SÉRIE D'EXERCICES:
1. Recopiez, dans le texte sur Heydrich et les camps nazis, le passage allant de « Toujours est-il que » jusqu'à « de l'empire concentrationnaire. ».
2. Prolongez le texte sur Heydrich et les camps nazis en reprenant juste après sa dernière phrase.

TEXTE FOURNI:
━━━

Mais à l'automne 1941, il fallait ramener l'ordre en Bohême, pour doper la production industrielle et agricole. Il s'agissait moins de lutter contre une opposition qui n'avait nul moyen d'expulser l'occupant nazi
que de lancer cette région sur les rails de la guerre totale, en vue d'un conflit qui se révèlerait plus long que prévu.
Preuve qu'en septembre 1941 Hitler savait que la victoire pouvait lui échapper, sauf à modifier sa stratégie - une question très importante dans le débat actuel des historiens du génocide juif, dont certains rattachent la décision de l'extermination à l'anticipation d'une défaite militaire par le
Führer face à l'Armée rouge (voir notamment Philippe Burrin,
Hitler et les Juifs. Genèse d'un génocide, Seuil, 1989, ainsi que les travaux d'Edouard Husson et de Christopher Browning, entre autres).
Toujours est-il que l'envoi de Heydrich à Prague témoigne bel et bien d'
une percée carriériste. Toutefois, Himmler avait réussi à réduire la marge de manoeuvre de ce dernier dans le cadre de la politique des camps,
mettant en avant l'administration économique S.S. dirigée par Oswald Pohl. Une nouvelle administration sera ainsi mise sur pied le 1er février 1942, le
Wirtschafts- und Verwaltungshauptamt (W.V.H.A.), consacrant l'avancée de Pohl.
Ce dernier possédait en effet la haute main sur
l'administration des camps, qui échappait ainsi à Heydrich. Sous le commandement du
SS-Brigadeführer Richard Glücks, l'Inspection des Camps gérait l'organisation de l'empire concentrationnaire.
La création du
W.V.H.A. et le rattachement de l'Inspection des Camps à ce dernier, au printemps 1942, s'expliquait également
par des considérations pseudo-économiques. Himmler, le 26 janvier 1942, avait averti Glücks,
qu'il ne fallait plus attendre de prisonniers de guerre soviétiques dans un futur proche. Aussi compenserait-on ce manque par l'utilisation de déportés juifs.

━━━

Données

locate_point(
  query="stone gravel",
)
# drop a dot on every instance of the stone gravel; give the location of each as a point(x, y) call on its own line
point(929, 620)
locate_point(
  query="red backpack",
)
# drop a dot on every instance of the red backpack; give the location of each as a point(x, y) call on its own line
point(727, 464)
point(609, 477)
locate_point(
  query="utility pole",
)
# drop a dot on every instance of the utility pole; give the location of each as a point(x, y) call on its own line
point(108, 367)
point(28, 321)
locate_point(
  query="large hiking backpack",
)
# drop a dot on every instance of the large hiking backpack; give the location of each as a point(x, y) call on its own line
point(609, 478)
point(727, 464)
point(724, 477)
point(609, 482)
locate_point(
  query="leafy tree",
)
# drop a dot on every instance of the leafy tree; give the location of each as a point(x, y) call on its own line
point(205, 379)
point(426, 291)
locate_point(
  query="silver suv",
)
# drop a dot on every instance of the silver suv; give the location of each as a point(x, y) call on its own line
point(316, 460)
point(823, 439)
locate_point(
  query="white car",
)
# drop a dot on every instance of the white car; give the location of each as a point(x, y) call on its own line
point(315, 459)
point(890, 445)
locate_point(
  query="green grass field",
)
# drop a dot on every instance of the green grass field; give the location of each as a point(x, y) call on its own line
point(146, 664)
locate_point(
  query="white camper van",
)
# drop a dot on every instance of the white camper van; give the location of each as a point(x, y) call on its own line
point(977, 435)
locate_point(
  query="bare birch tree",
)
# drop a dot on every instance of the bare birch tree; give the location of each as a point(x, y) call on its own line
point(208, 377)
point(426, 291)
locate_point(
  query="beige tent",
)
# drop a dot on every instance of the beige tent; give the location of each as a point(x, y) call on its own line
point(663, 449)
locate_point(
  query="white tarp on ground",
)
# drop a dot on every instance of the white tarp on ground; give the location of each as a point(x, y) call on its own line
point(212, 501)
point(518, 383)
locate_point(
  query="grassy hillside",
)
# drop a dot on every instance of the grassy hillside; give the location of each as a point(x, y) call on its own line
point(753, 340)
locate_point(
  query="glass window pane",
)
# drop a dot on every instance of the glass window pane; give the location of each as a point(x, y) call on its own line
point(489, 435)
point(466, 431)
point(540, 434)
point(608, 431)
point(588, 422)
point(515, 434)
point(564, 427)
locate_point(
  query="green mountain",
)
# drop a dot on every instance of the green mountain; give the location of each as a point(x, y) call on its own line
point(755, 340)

━━━

RÉPONSES RÉDIGÉES:
1.
Toujours est-il que l'envoi de Heydrich à Prague témoigne bel et bien d'
une percée carriériste. Toutefois, Himmler avait réussi à réduire la marge de manoeuvre de ce dernier dans le cadre de la politique des camps,
mettant en avant l'administration économique S.S. dirigée par Oswald Pohl. Une nouvelle administration sera ainsi mise sur pied le 1er février 1942, le
Wirtschafts- und Verwaltungshauptamt (W.V.H.A.), consacrant l'avancée de Pohl.
Ce dernier possédait en effet la haute main sur
l'administration des camps, qui échappait ainsi à Heydrich. Sous le commandement du
SS-Brigadeführer Richard Glücks, l'Inspection des Camps gérait l'organisation de l'empire concentrationnaire.

2.
"Dans les quatre prochaines semaines, écrivait Himmler,
préparez-vous à recevoir 100.000 juifs et plus de 50.000 juives dans les camps de concentration. Dans les prochaines semaines, les camps de concentration auront à faire face à des tâches économiques importantes." (Peter Padfield,
Himmler, op. cit., p. 362 ; Richard Breitman,
The architect of genocide, Brandeis University Press, 1992, p. 234)
La conférence de Wannsee avait prévu l'extermination des Juifs d'Europe, mais il était requis que
"formés en colonnes de travail, les juifs valides, hommes d'un côté, femmes de l'autre, seront amenés dans ces territoires pour construire des routes ; il va sans dire qu'une grande partie d'entre eux s'éliminera tout naturellement par son état de déficience physique" (procès-verbal de la conférence, 20 janvier 1942).
Le travail forcé devait, prioritairement, tuer les Juifs "valides" - les autres étant immédiatement gazés. Mais cette mise à mort était rationalisée, elle s'intégrait dans une logique de rendement économique.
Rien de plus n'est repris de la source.